==== DOCUMENT
1. He had a godly ancestry. “Oh, sir,” said an aged sinner who came
to his minister in great distress, “to think of my father’s and mother’s
prayers, and then of the vile wretch that I have been!”
2. It would seem that other like influences continued to surround
Ahaz in his own palace. The mother of his son Hezekiah was the daughter of the
wise and good
Zechariah.
3. God often makes use of goodness to bring men to repentance. He
tried this upon Ahaz. In a time of peril and alarm Isaiah was commissioned to
“say unto him, Take heed and be quiet; fear not, neither be faint-hearted.”
4. When goodness fails, it is God’s way to try severity.
II. What came of
all this?
1. The king’s life was one of ill, not of good.
2. Ahaz brought ill upon others: “He made Judah naked.” “If,” says
Dr. South, “a man could be wicked and a villain to himself alone, the mischief
would be so much the more tolerable. But the case is much otherwise. The guilt
of the crime lights upon one, but the example of it sways a multitude.
Especially is this true if the criminal be one of note or eminence. For the
fall of such an one by
any temptation is like that of a principal stone or stately pillar tumbling
from a lofty eminence into the deep mire of the street. It does not only plunge
and sink into the black dirt itself: it also dashes or bespatters all that are
about it, or near it, when it falls.”
3. In character and influence Ahaz went from bad to worse.
4. He went to an unhonoured and hopeless grave. (Monday Club
Sermons.)
Sinning under the rod
I. Ahaz was the
son of a pious king of judah.
II. For his
wickedness God visited him with a series of sad calamities.
========
==== RECORD LIST
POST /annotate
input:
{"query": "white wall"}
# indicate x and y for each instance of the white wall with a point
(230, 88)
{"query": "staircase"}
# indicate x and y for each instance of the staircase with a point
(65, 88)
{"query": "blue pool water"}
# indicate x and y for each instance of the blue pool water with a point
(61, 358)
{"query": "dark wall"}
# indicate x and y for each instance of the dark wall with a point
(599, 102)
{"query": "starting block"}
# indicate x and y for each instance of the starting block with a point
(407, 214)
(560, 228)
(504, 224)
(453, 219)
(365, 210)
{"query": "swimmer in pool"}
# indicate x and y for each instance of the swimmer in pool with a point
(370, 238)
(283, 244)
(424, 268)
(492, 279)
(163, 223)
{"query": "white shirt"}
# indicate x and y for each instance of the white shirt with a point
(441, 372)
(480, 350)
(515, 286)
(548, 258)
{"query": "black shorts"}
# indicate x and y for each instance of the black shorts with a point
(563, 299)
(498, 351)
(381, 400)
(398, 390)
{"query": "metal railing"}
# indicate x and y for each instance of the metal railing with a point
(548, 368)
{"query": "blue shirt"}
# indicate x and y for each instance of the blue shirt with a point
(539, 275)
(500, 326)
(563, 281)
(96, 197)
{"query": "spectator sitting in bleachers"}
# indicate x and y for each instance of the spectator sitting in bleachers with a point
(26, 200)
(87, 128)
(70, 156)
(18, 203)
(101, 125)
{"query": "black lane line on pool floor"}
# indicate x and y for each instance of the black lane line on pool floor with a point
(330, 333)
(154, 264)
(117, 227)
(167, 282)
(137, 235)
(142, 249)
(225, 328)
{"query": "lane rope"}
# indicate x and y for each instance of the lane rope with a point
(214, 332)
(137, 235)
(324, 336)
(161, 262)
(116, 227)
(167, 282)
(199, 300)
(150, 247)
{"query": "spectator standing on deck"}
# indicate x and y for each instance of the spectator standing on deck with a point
========
_TASK SET_:
- a) Reproduce the sermon outline on Ahaz in full, word for word.
- b) Gather every line in the records that contains the string "water".

_FINAL RESULTS_:
- a)
1. He had a godly ancestry. “Oh, sir,” said an aged sinner who came
to his minister in great distress, “to think of my father’s and mother’s
prayers, and then of the vile wretch that I have been!”
2. It would seem that other like influences continued to surround
Ahaz in his own palace. The mother of his son Hezekiah was the daughter of the
wise and good
Zechariah.
3. God often makes use of goodness to bring men to repentance. He
tried this upon Ahaz. In a time of peril and alarm Isaiah was commissioned to
“say unto him, Take heed and be quiet; fear not, neither be faint-hearted.”
4. When goodness fails, it is God’s way to try severity.
II. What came of
all this?
1. The king’s life was one of ill, not of good.
2. Ahaz brought ill upon others: “He made Judah naked.” “If,” says
Dr. South, “a man could be wicked and a villain to himself alone, the mischief
would be so much the more tolerable. But the case is much otherwise. The guilt
of the crime lights upon one, but the example of it sways a multitude.
Especially is this true if the criminal be one of note or eminence. For the
fall of such an one by
any temptation is like that of a principal stone or stately pillar tumbling
from a lofty eminence into the deep mire of the street. It does not only plunge
and sink into the black dirt itself: it also dashes or bespatters all that are
about it, or near it, when it falls.”
3. In character and influence Ahaz went from bad to worse.
4. He went to an unhonoured and hopeless grave. (Monday Club
Sermons.)
Sinning under the rod
I. Ahaz was the
son of a pious king of judah.
II. For his
wickedness God visited him with a series of sad calamities.

- b)
{"query": "blue pool water"}
# indicate x and y for each instance of the blue pool water with a point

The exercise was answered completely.